**WHAT IS NEEDED:**
Without changing a single character, copy every record below.

↓

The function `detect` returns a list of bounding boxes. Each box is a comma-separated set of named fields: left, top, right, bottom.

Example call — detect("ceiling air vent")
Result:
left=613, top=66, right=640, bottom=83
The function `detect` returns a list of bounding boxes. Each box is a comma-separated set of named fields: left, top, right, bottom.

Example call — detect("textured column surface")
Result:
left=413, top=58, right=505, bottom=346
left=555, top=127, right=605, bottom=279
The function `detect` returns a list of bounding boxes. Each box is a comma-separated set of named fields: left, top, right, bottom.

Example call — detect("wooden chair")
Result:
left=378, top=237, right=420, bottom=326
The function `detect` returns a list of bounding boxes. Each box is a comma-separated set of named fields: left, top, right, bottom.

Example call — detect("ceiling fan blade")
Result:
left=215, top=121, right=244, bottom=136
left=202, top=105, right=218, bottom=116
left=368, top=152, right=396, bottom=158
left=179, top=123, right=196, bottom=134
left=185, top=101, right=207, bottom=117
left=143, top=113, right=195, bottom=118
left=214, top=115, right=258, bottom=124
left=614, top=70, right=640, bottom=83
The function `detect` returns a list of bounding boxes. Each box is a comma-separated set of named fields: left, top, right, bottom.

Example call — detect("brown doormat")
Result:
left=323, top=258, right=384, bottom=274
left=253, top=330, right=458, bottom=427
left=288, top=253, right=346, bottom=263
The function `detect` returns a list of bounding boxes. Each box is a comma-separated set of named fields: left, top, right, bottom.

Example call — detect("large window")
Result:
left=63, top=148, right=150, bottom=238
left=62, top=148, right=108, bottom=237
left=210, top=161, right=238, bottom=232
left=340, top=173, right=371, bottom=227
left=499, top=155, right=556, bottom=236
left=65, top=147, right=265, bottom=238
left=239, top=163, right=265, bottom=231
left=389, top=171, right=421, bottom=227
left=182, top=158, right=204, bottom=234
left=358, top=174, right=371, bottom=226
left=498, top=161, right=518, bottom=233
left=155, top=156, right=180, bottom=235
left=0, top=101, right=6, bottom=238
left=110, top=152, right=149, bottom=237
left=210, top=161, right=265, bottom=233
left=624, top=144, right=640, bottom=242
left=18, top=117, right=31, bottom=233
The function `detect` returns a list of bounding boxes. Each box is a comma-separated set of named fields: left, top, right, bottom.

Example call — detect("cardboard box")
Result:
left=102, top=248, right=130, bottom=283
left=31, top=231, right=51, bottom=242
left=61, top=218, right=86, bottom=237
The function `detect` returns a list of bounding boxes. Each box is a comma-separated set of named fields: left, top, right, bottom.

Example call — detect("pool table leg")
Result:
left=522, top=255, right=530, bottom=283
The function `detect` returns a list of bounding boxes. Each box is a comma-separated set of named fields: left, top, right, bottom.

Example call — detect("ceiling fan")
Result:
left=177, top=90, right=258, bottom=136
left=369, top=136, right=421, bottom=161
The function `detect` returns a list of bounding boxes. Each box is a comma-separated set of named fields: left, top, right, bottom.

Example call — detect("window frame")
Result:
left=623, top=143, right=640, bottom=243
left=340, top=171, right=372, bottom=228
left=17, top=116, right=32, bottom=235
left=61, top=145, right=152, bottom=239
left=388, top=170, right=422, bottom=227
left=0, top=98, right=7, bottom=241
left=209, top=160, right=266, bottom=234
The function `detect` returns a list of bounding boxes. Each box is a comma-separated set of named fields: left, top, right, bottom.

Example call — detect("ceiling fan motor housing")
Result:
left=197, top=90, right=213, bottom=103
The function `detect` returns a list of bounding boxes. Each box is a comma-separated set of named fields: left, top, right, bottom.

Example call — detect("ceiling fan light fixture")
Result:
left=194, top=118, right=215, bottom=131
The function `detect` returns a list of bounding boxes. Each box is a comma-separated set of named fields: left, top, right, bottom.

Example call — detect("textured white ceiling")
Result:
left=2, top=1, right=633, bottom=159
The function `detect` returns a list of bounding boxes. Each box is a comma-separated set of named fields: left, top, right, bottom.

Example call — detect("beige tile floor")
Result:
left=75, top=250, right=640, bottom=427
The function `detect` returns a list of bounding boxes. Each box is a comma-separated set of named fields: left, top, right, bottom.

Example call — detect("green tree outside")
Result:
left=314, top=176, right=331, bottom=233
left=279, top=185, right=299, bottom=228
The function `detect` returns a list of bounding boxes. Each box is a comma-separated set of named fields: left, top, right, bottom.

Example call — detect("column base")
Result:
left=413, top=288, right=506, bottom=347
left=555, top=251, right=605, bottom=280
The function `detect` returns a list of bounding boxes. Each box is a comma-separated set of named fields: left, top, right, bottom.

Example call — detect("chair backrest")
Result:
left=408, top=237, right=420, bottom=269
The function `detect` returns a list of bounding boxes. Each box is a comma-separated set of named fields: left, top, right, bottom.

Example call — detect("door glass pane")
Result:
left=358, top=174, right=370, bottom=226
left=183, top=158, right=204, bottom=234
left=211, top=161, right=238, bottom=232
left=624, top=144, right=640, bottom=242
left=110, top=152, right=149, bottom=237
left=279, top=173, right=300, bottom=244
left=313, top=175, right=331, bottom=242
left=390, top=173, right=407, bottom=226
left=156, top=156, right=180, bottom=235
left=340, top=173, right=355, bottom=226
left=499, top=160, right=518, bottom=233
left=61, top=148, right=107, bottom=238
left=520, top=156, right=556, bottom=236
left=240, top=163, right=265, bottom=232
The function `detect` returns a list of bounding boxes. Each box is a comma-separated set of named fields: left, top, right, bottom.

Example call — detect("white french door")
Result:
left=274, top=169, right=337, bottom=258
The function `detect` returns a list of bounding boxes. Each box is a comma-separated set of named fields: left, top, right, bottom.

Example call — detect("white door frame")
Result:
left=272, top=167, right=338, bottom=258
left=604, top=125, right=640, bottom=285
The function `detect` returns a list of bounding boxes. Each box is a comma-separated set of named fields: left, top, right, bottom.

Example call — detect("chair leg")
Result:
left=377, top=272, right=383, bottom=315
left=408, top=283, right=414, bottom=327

↑

**RESPONSE TO THE TASK:**
The function `detect` returns a list of bounding boxes. Each box is a comma-separated set of named fields: left, top, right, bottom.

Example call — detect("ceiling air vent")
Result:
left=613, top=66, right=640, bottom=83
The function `detect` returns a list of bounding boxes. Each box is a comma-separated set of named fields: left, top, right, bottom.

Example call — detect("textured column surface")
Result:
left=413, top=58, right=505, bottom=346
left=555, top=127, right=605, bottom=279
The function `detect` returns a list of bounding boxes. Each box is a comma-separated set of named fields: left, top, right, bottom.

Example call — detect("wooden chair")
Result:
left=378, top=237, right=420, bottom=326
The function `detect` returns a list of bounding boxes. Each box is a comma-separated set of named fields: left, top, right, bottom.

Example call — detect("ceiling fan blade")
Result:
left=215, top=121, right=244, bottom=136
left=202, top=105, right=218, bottom=116
left=368, top=152, right=396, bottom=158
left=179, top=123, right=196, bottom=134
left=185, top=101, right=207, bottom=117
left=143, top=113, right=195, bottom=118
left=214, top=115, right=258, bottom=124
left=614, top=70, right=640, bottom=83
The function `detect` returns a list of bounding boxes. Each box is a comma-separated set of named fields: left, top, right, bottom.

Example call — detect("brown doormat")
Result:
left=323, top=258, right=384, bottom=274
left=253, top=330, right=458, bottom=427
left=288, top=253, right=346, bottom=263
The function `detect` returns a list of bounding boxes. Each box is a comma-separated set of named fields: left, top, right, bottom.

Example call — detect("large window")
Result:
left=63, top=148, right=150, bottom=238
left=62, top=148, right=108, bottom=237
left=210, top=161, right=238, bottom=232
left=340, top=173, right=371, bottom=227
left=499, top=155, right=556, bottom=236
left=65, top=147, right=265, bottom=238
left=239, top=163, right=265, bottom=231
left=389, top=171, right=421, bottom=227
left=182, top=158, right=204, bottom=234
left=358, top=174, right=371, bottom=226
left=498, top=161, right=518, bottom=233
left=155, top=156, right=180, bottom=235
left=0, top=101, right=6, bottom=238
left=110, top=152, right=149, bottom=237
left=210, top=161, right=265, bottom=233
left=624, top=144, right=640, bottom=242
left=18, top=117, right=31, bottom=233
The function `detect` returns a list of bounding boxes. Each box is a comma-separated set of named fields: left, top, right, bottom.

Example call — detect("cardboard box")
Result:
left=102, top=248, right=130, bottom=283
left=31, top=231, right=51, bottom=242
left=61, top=218, right=86, bottom=237
The function `detect` returns a list of bounding boxes. Each box is a comma-separated set of named fields: left, top, right, bottom.

Example call — detect("pool table leg")
Result:
left=522, top=255, right=530, bottom=283
The function `detect` returns a list of bounding boxes. Each box is a comma-separated set of named fields: left, top, right, bottom.

Example call — detect("ceiling fan")
Result:
left=177, top=90, right=258, bottom=136
left=369, top=136, right=421, bottom=161
The function `detect` returns a list of bounding boxes. Each box is a comma-separated set of named fields: left, top, right, bottom.

Example call — detect("window frame")
Result:
left=623, top=143, right=640, bottom=243
left=340, top=171, right=372, bottom=228
left=17, top=116, right=32, bottom=235
left=61, top=145, right=152, bottom=239
left=388, top=170, right=422, bottom=227
left=0, top=98, right=7, bottom=241
left=209, top=160, right=266, bottom=234
The function `detect` returns a list of bounding boxes. Each box is a comma-separated set of named fields: left, top, right, bottom.

Example call — detect("ceiling fan motor housing")
Result:
left=197, top=90, right=213, bottom=103
The function `detect` returns a list of bounding boxes. Each box is a comma-separated set of named fields: left, top, right, bottom.

Example call — detect("ceiling fan light fixture")
Result:
left=194, top=118, right=215, bottom=131
The function `detect` returns a list of bounding boxes. Each box is a comma-separated set of named fields: left, top, right, bottom.

Example call — detect("textured white ceiling")
Result:
left=2, top=1, right=633, bottom=159
The function `detect` returns a list of bounding boxes. Each box is a comma-separated set of named fields: left, top, right, bottom.

Example call — detect("beige tile floor")
Result:
left=75, top=250, right=640, bottom=427
The function `detect` returns a list of bounding boxes. Each box is a comma-separated set of named fields: left, top, right, bottom.

Example call — detect("green tree outside")
Result:
left=314, top=176, right=331, bottom=233
left=279, top=185, right=299, bottom=228
The function `detect` returns a list of bounding boxes. Each box is a comma-separated set of named fields: left, top, right, bottom.

Example call — detect("column base")
Result:
left=413, top=288, right=506, bottom=347
left=555, top=251, right=605, bottom=280
The function `detect` returns a list of bounding boxes. Each box is a comma-separated set of named fields: left, top, right, bottom.

Example call — detect("chair backrest")
Result:
left=408, top=237, right=420, bottom=269
The function `detect` returns a list of bounding boxes. Each box is a comma-separated set of named fields: left, top, right, bottom.

Example call — detect("door glass pane")
Result:
left=358, top=174, right=370, bottom=226
left=183, top=158, right=204, bottom=234
left=211, top=161, right=238, bottom=232
left=624, top=144, right=640, bottom=242
left=110, top=152, right=149, bottom=237
left=279, top=173, right=300, bottom=244
left=313, top=175, right=331, bottom=242
left=390, top=173, right=407, bottom=226
left=156, top=156, right=180, bottom=235
left=340, top=173, right=355, bottom=226
left=499, top=160, right=518, bottom=233
left=61, top=148, right=107, bottom=238
left=520, top=156, right=556, bottom=236
left=240, top=163, right=265, bottom=232
The function `detect` returns a list of bounding boxes. Each box is a comma-separated set of named fields: left, top, right, bottom.

Example call — detect("white french door")
Result:
left=274, top=169, right=337, bottom=258
The function `detect` returns a list of bounding boxes. Each box is a comma-separated set of named fields: left, top, right, bottom.

Example call — detect("white door frame")
Result:
left=272, top=167, right=338, bottom=258
left=604, top=125, right=640, bottom=285
The function `detect` returns a list of bounding boxes. Each box is a comma-separated set of named fields: left, top, right, bottom.

Example call — detect("chair leg")
Result:
left=377, top=272, right=383, bottom=315
left=408, top=283, right=414, bottom=327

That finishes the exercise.